§ **Kutipan**
==*==
Jumat, 05 Agustus 2011

Mensyukuri Anugrah Akal


MENSYUKURI ANUGRAH AKAL
 DENGAN BERFIKIR ILMIAH

Oleh : Rohwan, MSI.

Pendahuluan

Salah satu anugrah Allah SWT kepada manusia adalah diberikannya kemampuan untuk berpikir. Setiap saat dari hidup manusia hampir tidak pernah berhenti berpikir. Hampir tak ada masalah yang menyangkut peri kehidupan manusia yang terlepas dari jangkauan pikirannya, dari soal paling ringan sampai soal yang paling asasi, dari pertanyaan yang menyangkut sarapan pagi sampai persoalan surga dan neraka di akhir nanti. Singkatnya dengan berpikir inilah yang mencirikan hakikat manusia dan karena berpikir lah dia menjadi manusia.[1]
Dalam Al-Qur’an tidak sedikit ayat-ayat yang menganjurkan dan mendorong manusia supaya banyak berpikir dan mempergunakan akalnya. Anjuran tersebut tersebar diberbagai ayat Al-Qur’an yang bermuara pada kata  “aqala”, nazara (melihat secara abstrak), tadabbara (merenungkan) , tafakkara (berpikir), faqiha (mengerti, faham), fahima (memahami), Tazakkara (mengingat)termasuk juga penyebutan istilah ulu al-albab, ulu al-‘ilm, ulu al-absar dan ulu al-nuha.[2]
Berpikir dan mempergunakan akal adalah ajaran yang jelas dan tegas dalam Al-Qur;an, sebagai sumber utama dari ajaran Islam. Motivasi berpikir juga tercermin dalam Hadits Nabi yang memberikan  kedudukan tinggi pada akal (Al-diinu aqlun laa diina liman laa ‘aqla lahu), agama adalah penggunakan akal, tiada agama bagi orang yang tak berakal. Dengan kata lain akallah makhluk Tuhan yang tertinggi dan akallah yang membedakan manusia dari binatang dan mahkluk Tuhan lainnya. Dengan akal, manusia bertanggungjawab atas perbuatan-perbuatannya dan dengan dasar akal yang ada pada manusia itulah Tuhan memberikan pahala dan hukuman kepada manusia.[3]
Penghargaan yang tinggi terhadap akal ini juga sejalan pula dengan ajaran Islam yang lain tentang anjuran untuk membaca ayat-ayat Allah sebagai sarana memperoleh ilmu pengetahuan (QS. Al-‘Alaq, 1-5).[4]
Pertanyaannya, apakah sebenarnya berpikir itu ?. Secara umum tiap perkembangan dalam idea, konsep dan sebagainya dapat disebut berpikir. Ketika seseorang ditannya “apa yang sedang anda pikirkan ?” mungkin akan dijawab “saya memikirkan keluarga saya”. Hal ini berarti bahwa bayangan, kenangan dan sebagainya hadir dan mengikuti dalam kesadaran orang tersebut. Karena itu maka definisi yang paling umum dari berpikir adalah perkembangan idea dan konsep.
==*==
Menurut kutipan tentang anugrah akal, apa definisi paling umum dari berpikir? Baris-baris berikut tidak diperlukan.

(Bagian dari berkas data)
==*==
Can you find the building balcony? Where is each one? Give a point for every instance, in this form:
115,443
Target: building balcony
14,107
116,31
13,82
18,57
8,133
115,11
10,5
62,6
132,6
==*==
§ **Hasil Tugas**
Definisi paling umum dari berpikir adalah perkembangan idea dan konsep.